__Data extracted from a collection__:
* * * *
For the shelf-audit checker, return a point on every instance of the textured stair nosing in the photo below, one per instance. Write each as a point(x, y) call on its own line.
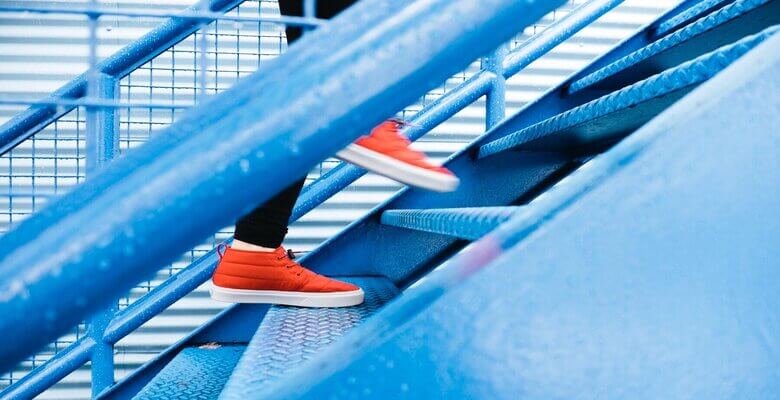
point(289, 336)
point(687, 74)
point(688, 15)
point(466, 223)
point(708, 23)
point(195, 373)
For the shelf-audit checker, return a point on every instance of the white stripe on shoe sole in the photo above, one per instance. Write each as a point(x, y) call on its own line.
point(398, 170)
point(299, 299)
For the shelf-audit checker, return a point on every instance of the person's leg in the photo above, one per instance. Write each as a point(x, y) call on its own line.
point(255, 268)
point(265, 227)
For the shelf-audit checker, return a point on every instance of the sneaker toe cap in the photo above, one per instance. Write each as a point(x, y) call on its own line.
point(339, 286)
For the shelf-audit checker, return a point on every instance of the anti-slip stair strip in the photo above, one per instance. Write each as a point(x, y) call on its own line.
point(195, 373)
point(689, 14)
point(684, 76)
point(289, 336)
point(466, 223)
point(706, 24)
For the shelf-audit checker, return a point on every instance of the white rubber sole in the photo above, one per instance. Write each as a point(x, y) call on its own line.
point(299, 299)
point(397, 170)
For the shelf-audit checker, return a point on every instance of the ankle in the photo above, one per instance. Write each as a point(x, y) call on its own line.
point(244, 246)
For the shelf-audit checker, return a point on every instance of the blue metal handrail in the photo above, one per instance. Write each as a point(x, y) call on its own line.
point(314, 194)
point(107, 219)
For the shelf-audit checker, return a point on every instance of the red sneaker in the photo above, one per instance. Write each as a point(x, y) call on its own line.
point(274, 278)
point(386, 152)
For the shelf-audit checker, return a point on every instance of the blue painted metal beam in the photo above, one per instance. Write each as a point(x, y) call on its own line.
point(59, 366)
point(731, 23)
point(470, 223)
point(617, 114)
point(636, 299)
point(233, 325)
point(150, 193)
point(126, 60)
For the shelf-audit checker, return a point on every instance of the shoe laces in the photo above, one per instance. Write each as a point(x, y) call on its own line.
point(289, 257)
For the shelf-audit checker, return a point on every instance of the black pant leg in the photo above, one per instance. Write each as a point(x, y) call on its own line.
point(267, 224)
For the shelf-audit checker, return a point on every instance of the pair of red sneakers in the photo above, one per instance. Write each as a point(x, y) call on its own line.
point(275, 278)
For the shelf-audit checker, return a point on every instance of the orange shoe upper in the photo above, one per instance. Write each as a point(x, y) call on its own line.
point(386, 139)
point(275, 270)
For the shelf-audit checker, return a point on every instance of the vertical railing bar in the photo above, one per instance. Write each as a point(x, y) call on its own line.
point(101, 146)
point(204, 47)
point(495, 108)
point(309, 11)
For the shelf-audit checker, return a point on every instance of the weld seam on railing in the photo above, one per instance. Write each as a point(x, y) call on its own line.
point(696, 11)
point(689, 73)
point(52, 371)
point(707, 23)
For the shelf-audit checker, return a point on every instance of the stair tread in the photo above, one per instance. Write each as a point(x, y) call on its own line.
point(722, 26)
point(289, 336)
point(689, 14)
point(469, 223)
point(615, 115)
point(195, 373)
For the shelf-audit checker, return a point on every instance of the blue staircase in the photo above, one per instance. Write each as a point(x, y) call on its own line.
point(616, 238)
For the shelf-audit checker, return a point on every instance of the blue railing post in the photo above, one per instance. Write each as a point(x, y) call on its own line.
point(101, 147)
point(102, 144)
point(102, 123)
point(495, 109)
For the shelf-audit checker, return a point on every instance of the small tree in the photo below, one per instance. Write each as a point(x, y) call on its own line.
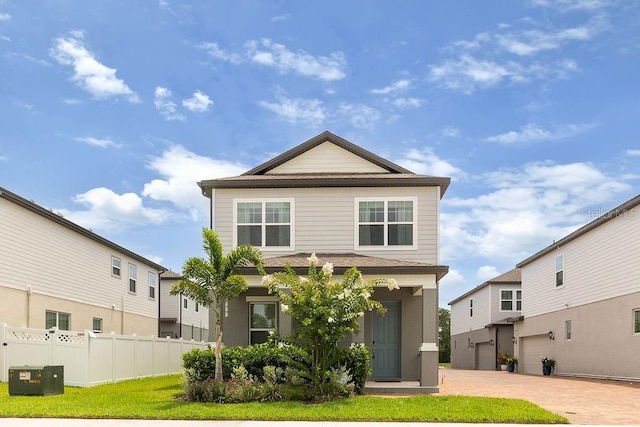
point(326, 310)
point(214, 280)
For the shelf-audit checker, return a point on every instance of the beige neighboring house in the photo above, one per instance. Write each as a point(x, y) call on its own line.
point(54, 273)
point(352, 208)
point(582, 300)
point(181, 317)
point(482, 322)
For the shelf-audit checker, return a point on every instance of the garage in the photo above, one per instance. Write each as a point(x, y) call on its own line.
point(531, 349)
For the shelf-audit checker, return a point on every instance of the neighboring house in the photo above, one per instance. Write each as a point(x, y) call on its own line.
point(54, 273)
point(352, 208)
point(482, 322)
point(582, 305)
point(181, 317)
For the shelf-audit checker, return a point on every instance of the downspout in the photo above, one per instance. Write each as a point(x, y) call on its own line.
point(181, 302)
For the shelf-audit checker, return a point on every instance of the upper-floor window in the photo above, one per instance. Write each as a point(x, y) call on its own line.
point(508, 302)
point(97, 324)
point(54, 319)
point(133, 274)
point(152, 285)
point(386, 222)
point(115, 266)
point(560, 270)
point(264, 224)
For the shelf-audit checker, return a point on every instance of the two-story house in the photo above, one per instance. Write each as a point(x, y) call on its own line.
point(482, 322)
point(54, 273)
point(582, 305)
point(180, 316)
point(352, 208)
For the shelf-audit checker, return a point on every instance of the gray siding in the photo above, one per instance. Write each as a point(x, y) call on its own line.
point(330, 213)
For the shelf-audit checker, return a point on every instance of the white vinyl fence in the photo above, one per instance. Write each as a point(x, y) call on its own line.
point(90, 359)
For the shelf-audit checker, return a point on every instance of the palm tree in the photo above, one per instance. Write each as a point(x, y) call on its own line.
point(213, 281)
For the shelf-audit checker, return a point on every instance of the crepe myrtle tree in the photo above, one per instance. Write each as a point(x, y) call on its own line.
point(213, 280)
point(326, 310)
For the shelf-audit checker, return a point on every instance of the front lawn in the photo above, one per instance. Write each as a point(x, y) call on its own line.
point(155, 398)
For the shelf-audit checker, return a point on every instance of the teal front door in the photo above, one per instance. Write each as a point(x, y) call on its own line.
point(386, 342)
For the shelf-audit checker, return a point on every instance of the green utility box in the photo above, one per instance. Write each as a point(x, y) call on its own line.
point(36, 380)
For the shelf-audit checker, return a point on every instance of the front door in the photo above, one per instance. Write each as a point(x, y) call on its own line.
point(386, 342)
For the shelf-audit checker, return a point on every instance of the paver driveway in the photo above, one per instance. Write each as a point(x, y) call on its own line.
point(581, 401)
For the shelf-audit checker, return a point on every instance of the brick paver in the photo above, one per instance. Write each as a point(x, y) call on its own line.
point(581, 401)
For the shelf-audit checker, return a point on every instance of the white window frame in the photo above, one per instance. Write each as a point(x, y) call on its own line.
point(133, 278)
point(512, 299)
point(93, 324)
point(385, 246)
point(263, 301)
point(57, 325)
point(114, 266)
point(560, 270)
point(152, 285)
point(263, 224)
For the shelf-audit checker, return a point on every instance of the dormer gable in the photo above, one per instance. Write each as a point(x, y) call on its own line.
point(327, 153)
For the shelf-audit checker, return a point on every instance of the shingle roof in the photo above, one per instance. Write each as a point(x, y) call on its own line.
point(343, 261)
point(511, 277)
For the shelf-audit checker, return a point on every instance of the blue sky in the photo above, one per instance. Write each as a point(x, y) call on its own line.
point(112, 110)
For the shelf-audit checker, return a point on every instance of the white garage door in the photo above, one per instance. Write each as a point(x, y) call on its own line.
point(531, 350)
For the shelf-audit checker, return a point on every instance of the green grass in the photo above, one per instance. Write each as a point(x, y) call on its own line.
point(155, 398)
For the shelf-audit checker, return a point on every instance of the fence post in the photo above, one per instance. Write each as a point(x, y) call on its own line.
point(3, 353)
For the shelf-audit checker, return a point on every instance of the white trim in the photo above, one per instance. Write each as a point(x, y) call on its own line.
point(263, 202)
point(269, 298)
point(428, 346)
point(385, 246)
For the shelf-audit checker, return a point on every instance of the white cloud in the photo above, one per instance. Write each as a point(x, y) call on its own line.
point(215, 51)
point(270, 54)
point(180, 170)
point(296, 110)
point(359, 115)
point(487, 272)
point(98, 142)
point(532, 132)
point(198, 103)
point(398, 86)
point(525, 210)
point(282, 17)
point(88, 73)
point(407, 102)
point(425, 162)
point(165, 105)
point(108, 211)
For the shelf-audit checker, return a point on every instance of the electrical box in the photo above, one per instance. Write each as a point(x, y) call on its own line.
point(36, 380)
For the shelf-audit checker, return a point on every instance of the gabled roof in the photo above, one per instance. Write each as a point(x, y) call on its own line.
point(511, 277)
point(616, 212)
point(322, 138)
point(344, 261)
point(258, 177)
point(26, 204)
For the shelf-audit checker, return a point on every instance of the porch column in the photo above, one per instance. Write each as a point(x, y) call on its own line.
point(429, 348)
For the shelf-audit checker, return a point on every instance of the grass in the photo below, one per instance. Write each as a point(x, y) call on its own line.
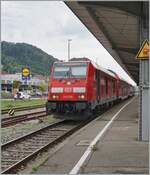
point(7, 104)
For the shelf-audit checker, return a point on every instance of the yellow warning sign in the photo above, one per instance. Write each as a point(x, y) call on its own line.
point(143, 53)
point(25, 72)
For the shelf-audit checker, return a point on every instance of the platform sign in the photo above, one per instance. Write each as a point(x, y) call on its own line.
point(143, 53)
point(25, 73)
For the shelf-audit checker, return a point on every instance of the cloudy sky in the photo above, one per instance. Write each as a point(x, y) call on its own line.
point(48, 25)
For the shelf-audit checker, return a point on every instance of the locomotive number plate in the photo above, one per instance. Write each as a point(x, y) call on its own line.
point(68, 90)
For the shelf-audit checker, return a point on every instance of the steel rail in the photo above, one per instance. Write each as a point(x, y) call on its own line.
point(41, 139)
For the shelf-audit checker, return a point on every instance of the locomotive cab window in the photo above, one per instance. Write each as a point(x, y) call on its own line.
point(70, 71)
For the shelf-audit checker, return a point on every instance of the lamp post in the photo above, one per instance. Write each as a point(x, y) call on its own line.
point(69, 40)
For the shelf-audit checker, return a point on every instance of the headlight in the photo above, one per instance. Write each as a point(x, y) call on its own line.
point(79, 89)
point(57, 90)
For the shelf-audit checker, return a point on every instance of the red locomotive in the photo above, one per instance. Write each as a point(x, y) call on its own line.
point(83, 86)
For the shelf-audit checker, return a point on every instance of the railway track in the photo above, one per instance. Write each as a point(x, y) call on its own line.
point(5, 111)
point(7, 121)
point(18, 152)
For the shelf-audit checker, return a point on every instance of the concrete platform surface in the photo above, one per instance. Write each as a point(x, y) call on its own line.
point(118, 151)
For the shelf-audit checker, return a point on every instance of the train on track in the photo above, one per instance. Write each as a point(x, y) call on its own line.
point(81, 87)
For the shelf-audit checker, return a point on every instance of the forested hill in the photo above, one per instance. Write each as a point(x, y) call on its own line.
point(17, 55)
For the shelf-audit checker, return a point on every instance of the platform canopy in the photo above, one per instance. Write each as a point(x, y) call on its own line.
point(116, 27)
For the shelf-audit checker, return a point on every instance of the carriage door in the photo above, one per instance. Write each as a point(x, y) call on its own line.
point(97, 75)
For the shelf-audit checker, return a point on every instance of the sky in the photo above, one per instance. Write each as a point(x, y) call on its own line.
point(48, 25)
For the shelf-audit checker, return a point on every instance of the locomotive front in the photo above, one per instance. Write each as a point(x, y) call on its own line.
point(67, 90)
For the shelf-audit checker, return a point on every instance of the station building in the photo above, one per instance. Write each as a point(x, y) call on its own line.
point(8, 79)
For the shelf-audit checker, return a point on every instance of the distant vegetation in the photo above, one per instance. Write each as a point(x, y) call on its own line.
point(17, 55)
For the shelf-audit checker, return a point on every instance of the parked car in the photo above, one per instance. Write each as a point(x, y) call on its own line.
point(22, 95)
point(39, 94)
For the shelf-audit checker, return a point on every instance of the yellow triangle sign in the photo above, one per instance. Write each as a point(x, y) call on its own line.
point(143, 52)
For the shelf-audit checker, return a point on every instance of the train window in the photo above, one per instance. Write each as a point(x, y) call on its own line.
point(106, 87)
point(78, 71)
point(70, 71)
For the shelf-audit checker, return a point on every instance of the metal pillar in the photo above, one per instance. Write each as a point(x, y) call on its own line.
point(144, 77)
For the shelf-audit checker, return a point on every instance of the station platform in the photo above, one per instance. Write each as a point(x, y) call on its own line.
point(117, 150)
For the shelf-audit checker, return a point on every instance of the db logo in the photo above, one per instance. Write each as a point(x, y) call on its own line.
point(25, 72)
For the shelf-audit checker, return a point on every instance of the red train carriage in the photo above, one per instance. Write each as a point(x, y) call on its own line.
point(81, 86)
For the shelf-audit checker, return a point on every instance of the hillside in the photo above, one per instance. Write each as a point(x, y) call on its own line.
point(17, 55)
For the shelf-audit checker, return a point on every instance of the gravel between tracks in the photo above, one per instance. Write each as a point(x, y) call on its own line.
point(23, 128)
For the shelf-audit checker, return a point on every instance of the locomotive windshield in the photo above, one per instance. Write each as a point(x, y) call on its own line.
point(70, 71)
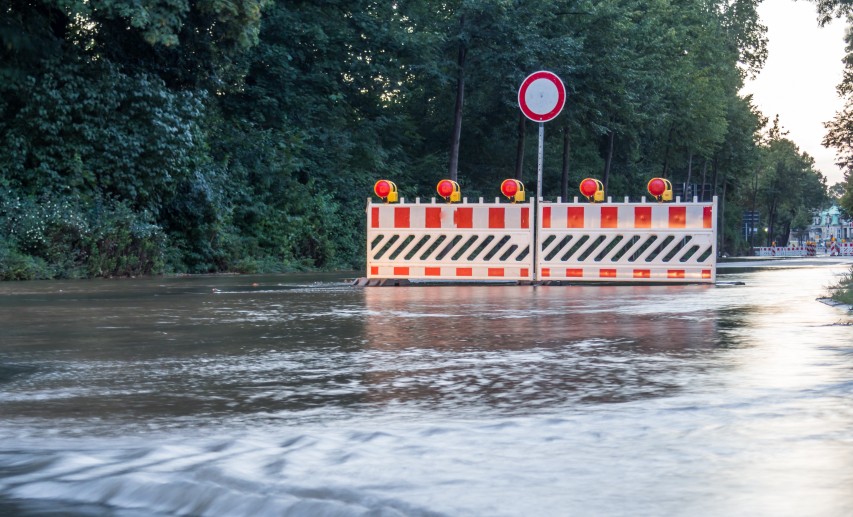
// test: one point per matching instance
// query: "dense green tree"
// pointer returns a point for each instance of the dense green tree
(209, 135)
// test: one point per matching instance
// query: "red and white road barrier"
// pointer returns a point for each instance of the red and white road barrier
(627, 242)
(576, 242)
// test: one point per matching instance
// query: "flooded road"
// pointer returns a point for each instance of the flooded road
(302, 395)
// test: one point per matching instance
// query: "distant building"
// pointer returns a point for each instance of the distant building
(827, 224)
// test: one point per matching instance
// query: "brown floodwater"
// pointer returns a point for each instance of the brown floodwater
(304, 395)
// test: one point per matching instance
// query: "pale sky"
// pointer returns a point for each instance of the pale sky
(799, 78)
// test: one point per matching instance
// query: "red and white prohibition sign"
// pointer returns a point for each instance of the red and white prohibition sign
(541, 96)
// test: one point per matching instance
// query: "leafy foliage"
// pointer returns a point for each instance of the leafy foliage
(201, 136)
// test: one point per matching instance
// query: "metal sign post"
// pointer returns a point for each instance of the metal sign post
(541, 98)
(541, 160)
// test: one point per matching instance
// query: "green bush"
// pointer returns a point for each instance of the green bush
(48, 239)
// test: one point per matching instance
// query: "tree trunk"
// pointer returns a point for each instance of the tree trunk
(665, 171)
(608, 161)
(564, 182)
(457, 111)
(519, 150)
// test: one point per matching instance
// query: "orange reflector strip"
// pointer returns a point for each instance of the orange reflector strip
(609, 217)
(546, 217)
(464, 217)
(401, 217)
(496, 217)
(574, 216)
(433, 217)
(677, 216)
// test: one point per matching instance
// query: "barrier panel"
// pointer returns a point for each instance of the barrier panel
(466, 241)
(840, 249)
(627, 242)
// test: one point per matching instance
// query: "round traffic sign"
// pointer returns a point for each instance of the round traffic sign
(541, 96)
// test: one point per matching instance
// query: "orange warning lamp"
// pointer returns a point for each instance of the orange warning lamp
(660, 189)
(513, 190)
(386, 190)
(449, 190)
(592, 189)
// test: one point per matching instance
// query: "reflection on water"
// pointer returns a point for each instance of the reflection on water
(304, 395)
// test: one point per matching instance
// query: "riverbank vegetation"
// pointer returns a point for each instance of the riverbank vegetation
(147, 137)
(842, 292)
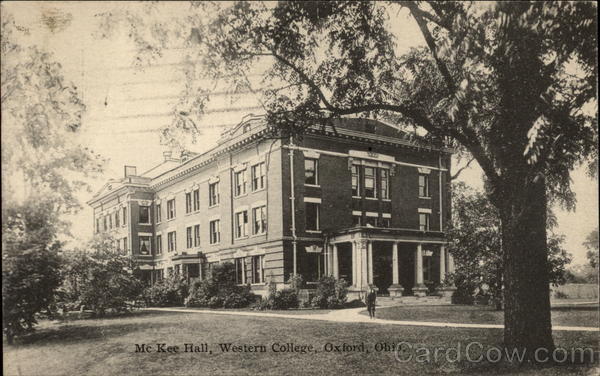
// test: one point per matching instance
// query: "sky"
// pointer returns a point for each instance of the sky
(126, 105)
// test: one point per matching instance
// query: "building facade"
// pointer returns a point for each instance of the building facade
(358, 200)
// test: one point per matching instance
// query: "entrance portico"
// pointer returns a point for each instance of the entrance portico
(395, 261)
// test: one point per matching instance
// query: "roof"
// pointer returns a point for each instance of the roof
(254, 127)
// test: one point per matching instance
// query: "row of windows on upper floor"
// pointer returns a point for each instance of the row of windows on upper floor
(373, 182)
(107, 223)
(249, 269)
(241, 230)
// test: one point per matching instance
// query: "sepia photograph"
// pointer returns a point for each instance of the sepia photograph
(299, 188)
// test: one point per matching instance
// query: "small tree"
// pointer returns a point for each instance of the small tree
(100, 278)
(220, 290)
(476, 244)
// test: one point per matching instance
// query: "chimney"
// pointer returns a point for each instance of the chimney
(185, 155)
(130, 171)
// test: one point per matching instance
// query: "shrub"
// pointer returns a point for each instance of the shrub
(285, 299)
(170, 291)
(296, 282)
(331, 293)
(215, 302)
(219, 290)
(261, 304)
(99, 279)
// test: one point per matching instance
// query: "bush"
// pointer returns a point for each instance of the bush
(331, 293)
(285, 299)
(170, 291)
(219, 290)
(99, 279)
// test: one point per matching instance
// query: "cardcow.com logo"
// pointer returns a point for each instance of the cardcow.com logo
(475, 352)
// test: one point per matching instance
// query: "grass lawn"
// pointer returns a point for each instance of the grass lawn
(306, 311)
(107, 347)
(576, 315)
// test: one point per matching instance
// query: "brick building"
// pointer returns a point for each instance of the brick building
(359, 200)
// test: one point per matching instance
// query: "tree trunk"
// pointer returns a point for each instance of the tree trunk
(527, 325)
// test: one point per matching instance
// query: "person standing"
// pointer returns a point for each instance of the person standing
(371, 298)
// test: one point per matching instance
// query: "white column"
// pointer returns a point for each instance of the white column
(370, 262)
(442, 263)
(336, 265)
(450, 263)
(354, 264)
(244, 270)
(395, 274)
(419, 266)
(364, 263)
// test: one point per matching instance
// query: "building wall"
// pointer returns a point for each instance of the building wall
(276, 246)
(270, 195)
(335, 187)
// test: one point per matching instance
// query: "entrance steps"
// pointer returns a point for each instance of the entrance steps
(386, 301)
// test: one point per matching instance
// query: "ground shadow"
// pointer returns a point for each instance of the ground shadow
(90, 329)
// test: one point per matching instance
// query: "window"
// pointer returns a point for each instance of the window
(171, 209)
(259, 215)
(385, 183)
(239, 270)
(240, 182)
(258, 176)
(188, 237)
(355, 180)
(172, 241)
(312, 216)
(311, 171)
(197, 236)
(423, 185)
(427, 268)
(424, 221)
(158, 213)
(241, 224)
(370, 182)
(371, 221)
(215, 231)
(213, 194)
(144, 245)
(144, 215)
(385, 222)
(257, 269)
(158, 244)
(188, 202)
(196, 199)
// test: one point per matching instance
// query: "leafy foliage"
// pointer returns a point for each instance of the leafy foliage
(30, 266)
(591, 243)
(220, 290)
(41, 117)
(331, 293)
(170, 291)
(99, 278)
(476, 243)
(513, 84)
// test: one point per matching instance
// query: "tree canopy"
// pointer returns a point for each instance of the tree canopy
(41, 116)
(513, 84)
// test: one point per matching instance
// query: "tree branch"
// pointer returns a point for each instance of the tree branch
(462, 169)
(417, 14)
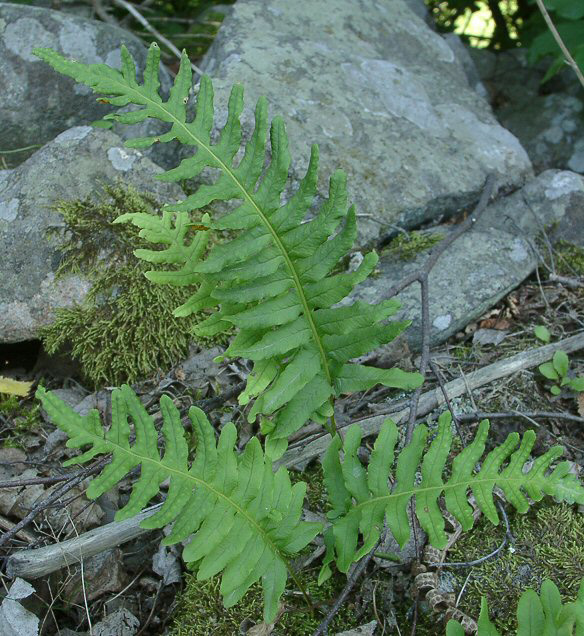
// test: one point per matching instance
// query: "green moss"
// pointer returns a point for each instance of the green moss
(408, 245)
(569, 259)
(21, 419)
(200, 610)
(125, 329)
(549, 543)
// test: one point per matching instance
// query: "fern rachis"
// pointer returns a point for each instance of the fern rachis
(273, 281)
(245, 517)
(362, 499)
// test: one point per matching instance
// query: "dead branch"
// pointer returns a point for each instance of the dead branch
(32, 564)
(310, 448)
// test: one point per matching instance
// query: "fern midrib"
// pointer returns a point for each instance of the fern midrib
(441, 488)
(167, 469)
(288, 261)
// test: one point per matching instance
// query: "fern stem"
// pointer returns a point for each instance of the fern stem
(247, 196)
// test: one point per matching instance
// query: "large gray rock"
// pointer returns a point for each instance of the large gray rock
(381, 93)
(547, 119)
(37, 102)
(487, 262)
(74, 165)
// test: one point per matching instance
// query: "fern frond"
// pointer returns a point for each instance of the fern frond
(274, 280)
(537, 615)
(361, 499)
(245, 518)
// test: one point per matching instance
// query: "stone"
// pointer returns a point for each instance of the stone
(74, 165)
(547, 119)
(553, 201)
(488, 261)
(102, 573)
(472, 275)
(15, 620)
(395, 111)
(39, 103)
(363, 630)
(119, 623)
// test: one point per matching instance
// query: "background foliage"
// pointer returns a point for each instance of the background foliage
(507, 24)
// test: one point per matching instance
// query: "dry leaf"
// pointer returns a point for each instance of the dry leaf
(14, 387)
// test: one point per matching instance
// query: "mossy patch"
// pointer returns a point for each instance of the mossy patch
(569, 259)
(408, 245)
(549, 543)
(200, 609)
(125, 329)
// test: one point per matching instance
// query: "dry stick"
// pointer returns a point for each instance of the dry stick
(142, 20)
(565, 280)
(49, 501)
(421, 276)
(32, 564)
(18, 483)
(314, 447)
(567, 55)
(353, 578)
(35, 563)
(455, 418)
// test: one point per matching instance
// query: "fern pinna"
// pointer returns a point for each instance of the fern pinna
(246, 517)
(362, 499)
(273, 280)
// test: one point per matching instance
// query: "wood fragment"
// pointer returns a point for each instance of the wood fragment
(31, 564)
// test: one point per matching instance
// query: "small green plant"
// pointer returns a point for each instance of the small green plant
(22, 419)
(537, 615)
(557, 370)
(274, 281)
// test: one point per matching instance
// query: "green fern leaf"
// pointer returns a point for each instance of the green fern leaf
* * * *
__Job__:
Report every line above that contains the word "below", copying each in full. Matches must agree in case.

__Result of the exercise__:
For the shelf-audit checker, return a point on every instance of the textured stair nosing in the photo below, one per instance. Write each as a point(x, y) call on its own line.
For the shelf-audit checker, return a point on every instance of the small tree in the photo below, one per instance. Write each as a point(x, y) call on its own line.
For the shelf-audit checker, return a point on every instance of the grass in the photo below, one per instance. Write each as a point(x, y) call on its own line.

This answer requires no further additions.